▶ [Source]:
━━━
1. Saving meterials and reducing cost for it does not need a long shaft or a water-proofed enamel wire of high insulation;

2. Reducing energy consumption, for it avoids the energy consumption caused by a long shaft and prevents a decreasing in motor efficiency caused by a motor immersed in a liquid;

3. Convenience in assembling, disassembling for it does not need a complicated assembling and adjusting of a long shaft;

4. High suitability for the pump with a long shaft can not be employed in a well of a larger curvature and the wet type submersible motor pump is unsuitable for a deep well with a high sand-carrying capacity while the present pump assembly is able to operate either in a well with a larger curving axis or in a well with a high sand-carrying capacity without special wear means.

5. Simple in construction and in fabricating technology;

6. Appropriateness in use. A pump set with a long shaft can not be employed serially and a motor in the existing wet-type submersible motor pumps is mounted on the bottom to admit the water to come in from the sides all around the pumps in its middle portion so that they cannot be used serially. The utilization in a serial form is the most reasonable and scientific way in pumping water from a deep well which can substantially reduce the cost and prolong the service life. The pump according to the present inven­tion is particularly designed to be utilized in a serial form;

7. Reasonable design. Since the water flows through the inner shell of the motor, the cooling condition of the motor tends to be more suitable.
━━━
▶ [Provided records]:

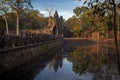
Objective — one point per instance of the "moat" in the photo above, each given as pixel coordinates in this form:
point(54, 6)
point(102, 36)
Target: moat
point(76, 62)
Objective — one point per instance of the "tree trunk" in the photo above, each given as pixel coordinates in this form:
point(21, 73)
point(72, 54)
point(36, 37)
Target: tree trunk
point(115, 36)
point(6, 22)
point(17, 27)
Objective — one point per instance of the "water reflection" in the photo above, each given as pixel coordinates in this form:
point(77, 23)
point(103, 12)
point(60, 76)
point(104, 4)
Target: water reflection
point(96, 62)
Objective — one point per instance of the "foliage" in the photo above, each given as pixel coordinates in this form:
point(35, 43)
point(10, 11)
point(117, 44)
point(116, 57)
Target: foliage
point(77, 30)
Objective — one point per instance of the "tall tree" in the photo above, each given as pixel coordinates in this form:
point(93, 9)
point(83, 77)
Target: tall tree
point(4, 8)
point(78, 11)
point(100, 8)
point(18, 6)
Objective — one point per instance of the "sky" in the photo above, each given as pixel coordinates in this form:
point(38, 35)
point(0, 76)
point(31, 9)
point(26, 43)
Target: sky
point(64, 7)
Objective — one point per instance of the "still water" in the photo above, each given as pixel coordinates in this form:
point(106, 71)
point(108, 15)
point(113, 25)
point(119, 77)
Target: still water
point(93, 62)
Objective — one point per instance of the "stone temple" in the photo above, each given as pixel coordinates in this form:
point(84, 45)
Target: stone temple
point(55, 24)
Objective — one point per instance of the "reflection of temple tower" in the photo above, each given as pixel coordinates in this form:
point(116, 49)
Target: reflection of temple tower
point(55, 24)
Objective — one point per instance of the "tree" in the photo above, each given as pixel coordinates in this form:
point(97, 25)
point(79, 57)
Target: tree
point(19, 6)
point(100, 8)
point(4, 7)
point(78, 11)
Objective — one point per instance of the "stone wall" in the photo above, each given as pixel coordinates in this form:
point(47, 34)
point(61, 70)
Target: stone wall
point(12, 58)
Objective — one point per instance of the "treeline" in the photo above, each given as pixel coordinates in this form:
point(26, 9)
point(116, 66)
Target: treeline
point(19, 14)
point(30, 19)
point(86, 21)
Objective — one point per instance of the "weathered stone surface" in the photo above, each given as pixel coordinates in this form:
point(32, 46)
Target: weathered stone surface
point(12, 58)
━━━
▶ [Written problem]: Please quote the deep-well pump text above between "4. High suitability" and "special wear means.", inclusive.

▶ [Task result]:
4. High suitability for the pump with a long shaft can not be employed in a well of a larger curvature and the wet type submersible motor pump is unsuitable for a deep well with a high sand-carrying capacity while the present pump assembly is able to operate either in a well with a larger curving axis or in a well with a high sand-carrying capacity without special wear means.